** Extracted information follows **

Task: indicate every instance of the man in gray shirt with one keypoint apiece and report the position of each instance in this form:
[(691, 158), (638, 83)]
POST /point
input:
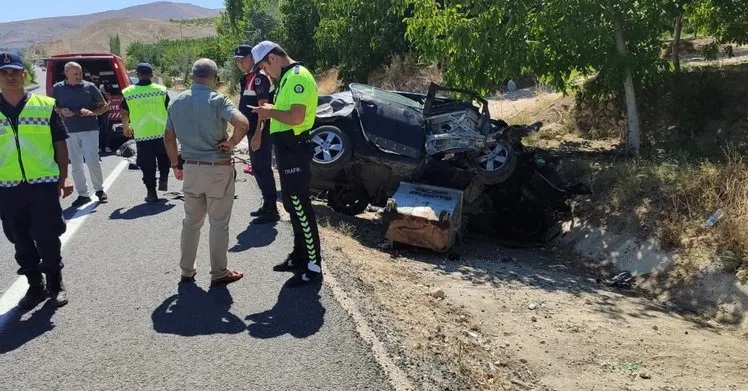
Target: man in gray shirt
[(79, 102), (198, 119)]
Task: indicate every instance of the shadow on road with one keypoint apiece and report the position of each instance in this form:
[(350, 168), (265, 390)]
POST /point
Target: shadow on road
[(193, 311), (256, 235), (141, 210), (298, 312), (18, 332)]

** End of Extracted information **

> Required action:
Which lines run from the one containing "Target: man in gray shirt" to the end of the entries above? Quote exactly those, and only those.

> Task response:
Target: man in gray shirt
[(79, 102), (198, 119)]
Task: indicate every instance of the shadow on road with one keypoint apiece and report the position of each instance in this form:
[(350, 168), (265, 390)]
POST /point
Target: shadow on road
[(193, 311), (256, 235), (141, 210), (298, 312), (18, 332)]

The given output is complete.